*** Data extracts

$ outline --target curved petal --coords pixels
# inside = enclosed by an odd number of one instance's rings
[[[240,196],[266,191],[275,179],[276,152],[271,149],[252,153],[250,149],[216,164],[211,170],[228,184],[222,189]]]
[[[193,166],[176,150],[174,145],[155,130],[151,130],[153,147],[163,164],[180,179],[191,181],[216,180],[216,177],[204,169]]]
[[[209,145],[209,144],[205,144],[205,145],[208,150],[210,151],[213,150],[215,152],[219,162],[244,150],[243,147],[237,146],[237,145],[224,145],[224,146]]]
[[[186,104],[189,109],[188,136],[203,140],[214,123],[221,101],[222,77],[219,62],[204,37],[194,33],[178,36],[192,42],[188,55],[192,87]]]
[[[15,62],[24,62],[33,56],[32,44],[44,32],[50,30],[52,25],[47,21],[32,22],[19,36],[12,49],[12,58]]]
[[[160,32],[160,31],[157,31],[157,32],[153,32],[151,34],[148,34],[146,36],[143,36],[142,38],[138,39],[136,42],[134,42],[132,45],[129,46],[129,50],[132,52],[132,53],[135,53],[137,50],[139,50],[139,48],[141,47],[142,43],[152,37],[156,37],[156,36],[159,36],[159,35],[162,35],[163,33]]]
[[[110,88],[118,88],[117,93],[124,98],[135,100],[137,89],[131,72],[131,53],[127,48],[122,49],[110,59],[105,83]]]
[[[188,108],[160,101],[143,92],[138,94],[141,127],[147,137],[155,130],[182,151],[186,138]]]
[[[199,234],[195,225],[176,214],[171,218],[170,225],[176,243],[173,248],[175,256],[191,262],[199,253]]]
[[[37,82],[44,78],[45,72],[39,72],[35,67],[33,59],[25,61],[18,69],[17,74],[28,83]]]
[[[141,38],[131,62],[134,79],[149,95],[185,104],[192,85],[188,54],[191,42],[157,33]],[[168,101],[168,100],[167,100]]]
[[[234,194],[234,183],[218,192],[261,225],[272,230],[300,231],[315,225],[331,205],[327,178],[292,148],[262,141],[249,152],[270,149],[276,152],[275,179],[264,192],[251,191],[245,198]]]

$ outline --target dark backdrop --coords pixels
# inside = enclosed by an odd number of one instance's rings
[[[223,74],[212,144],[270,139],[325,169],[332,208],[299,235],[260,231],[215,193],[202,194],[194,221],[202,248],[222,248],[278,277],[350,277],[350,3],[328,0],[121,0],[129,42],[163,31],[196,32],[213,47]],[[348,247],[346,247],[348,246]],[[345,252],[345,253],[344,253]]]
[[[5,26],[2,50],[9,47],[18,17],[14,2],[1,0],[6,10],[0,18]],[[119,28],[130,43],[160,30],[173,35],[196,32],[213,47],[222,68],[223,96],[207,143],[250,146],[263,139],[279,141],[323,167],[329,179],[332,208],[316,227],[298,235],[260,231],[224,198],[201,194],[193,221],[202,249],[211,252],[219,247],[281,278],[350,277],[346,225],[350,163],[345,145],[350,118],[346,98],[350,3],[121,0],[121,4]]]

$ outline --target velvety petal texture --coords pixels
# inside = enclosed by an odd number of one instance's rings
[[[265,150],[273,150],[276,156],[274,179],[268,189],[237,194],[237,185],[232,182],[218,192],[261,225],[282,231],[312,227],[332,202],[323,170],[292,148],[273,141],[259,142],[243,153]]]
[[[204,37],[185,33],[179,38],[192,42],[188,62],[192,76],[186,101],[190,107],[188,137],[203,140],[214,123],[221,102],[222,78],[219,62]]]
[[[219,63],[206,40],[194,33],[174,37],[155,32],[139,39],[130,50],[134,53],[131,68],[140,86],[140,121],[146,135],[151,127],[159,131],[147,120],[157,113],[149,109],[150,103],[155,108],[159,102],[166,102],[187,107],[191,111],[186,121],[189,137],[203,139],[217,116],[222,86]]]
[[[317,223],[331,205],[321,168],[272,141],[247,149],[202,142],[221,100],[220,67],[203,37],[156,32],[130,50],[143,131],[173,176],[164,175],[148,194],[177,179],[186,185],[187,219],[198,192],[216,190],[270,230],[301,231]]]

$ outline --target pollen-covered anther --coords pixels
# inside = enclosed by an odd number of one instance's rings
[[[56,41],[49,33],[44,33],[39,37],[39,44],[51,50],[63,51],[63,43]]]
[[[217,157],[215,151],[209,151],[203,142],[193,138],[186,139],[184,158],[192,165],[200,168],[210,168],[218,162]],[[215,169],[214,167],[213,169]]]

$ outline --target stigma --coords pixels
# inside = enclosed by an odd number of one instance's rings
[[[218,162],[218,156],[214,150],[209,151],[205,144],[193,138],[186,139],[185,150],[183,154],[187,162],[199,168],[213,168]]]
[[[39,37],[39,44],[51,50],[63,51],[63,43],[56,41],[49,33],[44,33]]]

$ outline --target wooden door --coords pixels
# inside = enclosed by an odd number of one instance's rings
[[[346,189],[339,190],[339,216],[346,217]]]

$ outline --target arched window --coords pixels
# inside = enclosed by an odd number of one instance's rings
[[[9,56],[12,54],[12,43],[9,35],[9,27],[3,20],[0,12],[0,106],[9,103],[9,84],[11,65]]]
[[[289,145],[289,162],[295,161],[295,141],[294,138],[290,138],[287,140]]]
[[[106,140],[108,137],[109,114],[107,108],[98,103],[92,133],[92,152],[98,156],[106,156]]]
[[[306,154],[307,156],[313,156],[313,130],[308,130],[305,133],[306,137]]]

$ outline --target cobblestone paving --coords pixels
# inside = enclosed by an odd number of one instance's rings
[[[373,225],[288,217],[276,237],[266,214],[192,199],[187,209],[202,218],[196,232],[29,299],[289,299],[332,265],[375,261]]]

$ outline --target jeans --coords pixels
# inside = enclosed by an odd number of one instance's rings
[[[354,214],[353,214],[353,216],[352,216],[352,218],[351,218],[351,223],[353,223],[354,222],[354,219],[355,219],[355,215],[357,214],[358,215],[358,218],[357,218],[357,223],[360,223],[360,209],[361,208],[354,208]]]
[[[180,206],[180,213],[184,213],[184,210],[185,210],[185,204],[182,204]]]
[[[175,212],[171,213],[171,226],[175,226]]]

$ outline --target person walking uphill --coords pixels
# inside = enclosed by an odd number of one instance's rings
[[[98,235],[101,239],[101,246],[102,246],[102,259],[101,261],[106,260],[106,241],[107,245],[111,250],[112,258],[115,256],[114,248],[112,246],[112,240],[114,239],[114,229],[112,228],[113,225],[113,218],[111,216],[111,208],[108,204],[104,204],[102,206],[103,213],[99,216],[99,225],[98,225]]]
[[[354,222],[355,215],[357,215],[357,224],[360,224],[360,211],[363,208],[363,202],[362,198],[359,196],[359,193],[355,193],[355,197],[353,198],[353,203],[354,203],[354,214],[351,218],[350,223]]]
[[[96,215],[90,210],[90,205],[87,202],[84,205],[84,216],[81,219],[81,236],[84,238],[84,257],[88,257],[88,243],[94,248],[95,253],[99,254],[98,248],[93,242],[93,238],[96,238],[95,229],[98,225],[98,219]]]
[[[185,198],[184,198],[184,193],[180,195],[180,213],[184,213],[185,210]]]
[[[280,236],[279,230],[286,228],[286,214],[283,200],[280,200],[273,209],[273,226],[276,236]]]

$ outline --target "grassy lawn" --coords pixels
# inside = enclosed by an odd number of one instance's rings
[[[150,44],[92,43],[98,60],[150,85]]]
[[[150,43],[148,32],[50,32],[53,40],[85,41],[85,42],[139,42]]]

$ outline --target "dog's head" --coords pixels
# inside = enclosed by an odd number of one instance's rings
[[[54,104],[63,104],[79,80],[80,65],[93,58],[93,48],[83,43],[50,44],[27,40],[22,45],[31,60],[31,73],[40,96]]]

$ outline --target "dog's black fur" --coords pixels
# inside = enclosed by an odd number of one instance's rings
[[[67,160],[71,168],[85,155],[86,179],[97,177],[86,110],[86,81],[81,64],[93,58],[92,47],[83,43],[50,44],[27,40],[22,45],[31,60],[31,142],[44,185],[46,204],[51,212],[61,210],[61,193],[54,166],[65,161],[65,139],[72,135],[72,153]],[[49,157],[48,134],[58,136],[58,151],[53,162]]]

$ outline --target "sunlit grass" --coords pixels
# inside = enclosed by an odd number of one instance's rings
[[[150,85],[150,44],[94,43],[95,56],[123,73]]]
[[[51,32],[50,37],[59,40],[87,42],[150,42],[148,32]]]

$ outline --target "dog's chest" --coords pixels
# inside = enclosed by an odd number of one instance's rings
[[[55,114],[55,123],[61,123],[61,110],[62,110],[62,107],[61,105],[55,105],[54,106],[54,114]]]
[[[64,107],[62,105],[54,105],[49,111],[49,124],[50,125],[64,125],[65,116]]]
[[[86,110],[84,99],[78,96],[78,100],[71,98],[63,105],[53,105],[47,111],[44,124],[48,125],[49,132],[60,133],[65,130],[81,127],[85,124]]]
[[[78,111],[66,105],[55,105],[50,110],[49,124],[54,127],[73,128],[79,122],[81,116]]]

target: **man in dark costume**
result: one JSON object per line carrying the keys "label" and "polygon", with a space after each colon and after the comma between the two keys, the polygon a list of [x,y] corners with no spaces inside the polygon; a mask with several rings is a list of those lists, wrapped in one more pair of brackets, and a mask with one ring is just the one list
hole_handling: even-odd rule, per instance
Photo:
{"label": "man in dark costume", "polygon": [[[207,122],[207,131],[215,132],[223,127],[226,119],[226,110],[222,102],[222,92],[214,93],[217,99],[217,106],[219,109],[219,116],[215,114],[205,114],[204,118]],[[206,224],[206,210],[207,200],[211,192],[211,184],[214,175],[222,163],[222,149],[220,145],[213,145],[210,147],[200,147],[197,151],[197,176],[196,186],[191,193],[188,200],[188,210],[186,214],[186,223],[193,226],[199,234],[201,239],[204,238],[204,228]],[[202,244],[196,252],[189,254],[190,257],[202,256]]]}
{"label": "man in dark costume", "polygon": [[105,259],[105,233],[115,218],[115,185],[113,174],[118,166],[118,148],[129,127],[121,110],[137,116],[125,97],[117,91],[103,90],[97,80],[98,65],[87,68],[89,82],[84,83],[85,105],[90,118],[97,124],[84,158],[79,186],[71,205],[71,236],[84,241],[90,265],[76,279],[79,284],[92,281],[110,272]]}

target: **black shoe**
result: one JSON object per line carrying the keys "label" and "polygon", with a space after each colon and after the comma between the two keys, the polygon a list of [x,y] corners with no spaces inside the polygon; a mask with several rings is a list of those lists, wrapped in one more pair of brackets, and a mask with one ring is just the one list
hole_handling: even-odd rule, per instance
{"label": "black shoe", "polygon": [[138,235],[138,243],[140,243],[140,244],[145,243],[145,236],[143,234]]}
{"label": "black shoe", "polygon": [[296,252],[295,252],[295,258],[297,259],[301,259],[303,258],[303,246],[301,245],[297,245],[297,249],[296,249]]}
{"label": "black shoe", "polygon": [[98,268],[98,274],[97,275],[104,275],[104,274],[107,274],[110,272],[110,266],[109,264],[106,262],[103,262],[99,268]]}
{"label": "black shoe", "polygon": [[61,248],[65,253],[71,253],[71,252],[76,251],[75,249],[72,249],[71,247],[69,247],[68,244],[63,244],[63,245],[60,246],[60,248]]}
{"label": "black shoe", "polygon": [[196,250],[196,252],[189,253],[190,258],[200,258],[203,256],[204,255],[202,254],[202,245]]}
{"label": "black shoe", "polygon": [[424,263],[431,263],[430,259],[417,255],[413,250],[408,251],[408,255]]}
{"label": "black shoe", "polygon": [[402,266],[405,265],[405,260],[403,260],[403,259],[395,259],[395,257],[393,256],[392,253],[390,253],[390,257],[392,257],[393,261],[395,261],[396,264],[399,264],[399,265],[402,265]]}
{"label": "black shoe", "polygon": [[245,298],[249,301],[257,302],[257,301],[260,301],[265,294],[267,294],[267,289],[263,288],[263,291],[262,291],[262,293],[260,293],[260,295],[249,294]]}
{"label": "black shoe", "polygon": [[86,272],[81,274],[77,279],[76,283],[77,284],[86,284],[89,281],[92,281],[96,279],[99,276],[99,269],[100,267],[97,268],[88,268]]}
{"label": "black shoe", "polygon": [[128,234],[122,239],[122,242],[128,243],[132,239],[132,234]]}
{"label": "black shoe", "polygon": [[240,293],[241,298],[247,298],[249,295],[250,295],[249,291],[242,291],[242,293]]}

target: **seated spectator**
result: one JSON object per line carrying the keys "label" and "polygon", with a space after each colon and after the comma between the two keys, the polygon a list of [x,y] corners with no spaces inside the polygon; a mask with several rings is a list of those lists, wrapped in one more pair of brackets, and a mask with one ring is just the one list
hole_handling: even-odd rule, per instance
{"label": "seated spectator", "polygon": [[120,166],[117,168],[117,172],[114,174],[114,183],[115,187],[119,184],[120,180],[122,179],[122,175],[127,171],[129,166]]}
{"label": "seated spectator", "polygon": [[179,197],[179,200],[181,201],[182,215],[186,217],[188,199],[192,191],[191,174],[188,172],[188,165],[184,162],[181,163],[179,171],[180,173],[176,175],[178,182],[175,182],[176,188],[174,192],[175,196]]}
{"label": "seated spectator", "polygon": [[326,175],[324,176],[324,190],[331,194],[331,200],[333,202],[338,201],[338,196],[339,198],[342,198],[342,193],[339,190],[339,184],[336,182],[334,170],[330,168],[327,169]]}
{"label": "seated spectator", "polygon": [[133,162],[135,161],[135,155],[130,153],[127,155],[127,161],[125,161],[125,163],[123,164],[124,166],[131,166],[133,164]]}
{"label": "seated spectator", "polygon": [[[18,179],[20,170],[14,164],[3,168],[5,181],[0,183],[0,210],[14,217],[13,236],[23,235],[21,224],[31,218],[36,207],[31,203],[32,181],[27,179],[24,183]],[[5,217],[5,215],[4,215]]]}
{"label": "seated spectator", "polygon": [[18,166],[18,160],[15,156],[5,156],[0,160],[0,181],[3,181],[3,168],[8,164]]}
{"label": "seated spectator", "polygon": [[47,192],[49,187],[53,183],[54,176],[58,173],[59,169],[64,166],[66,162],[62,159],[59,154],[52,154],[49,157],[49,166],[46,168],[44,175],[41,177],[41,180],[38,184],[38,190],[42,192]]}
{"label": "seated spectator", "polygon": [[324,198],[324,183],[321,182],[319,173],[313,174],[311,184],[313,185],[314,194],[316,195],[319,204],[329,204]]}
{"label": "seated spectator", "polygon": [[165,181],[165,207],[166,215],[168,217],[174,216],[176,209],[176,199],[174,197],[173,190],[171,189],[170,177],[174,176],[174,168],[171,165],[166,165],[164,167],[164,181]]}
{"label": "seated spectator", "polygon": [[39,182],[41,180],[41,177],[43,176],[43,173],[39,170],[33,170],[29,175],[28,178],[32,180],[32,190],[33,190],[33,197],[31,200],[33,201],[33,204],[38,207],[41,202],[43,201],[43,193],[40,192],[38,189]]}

******

[What you should do]: Print the records above verbatim from their first line to the line containing "backdrop --coords pixels", both included, and stop there.

[Problem solution]:
$ outline --target curved petal --coords pixels
# inside = enclosed by an odd number of one instance's rings
[[[240,196],[266,191],[275,179],[276,152],[271,149],[252,153],[250,149],[216,164],[211,170],[228,184],[222,189]]]
[[[193,166],[176,150],[174,145],[155,130],[151,130],[153,147],[163,164],[180,179],[191,181],[216,180],[216,177],[204,169]]]
[[[209,145],[209,144],[205,144],[205,145],[208,150],[210,151],[213,150],[215,152],[219,162],[244,150],[243,147],[237,146],[237,145],[224,145],[224,146]]]
[[[186,104],[189,109],[188,136],[203,140],[214,123],[221,101],[222,77],[219,62],[204,37],[194,33],[178,36],[192,42],[188,55],[192,87]]]
[[[15,62],[24,62],[33,56],[32,44],[44,32],[50,30],[52,25],[47,21],[32,22],[19,36],[12,49],[12,58]]]
[[[160,32],[160,31],[157,31],[157,32],[153,32],[151,34],[148,34],[146,36],[143,36],[142,38],[138,39],[136,42],[134,42],[132,45],[129,46],[129,50],[132,52],[132,53],[135,53],[137,50],[139,50],[139,48],[141,47],[142,43],[152,37],[156,37],[156,36],[159,36],[159,35],[162,35],[163,33]]]
[[[110,88],[118,88],[117,93],[124,98],[135,100],[137,89],[131,72],[131,53],[127,48],[122,49],[110,59],[105,83]]]
[[[188,108],[160,101],[143,92],[138,94],[141,127],[147,137],[155,130],[182,151],[186,138]]]
[[[199,234],[195,225],[176,214],[171,218],[170,225],[176,243],[173,248],[175,256],[191,262],[199,253]]]
[[[37,82],[44,78],[45,72],[39,72],[35,67],[33,59],[25,61],[18,69],[17,74],[28,83]]]
[[[141,38],[131,62],[134,79],[149,95],[185,104],[192,85],[188,54],[191,42],[157,33]],[[168,101],[168,100],[167,100]]]
[[[234,194],[234,183],[218,192],[261,225],[272,230],[300,231],[315,225],[331,205],[327,178],[292,148],[262,141],[249,152],[270,149],[276,152],[275,179],[264,192],[251,191],[245,198]]]

$ outline --target dark backdrop --coords pixels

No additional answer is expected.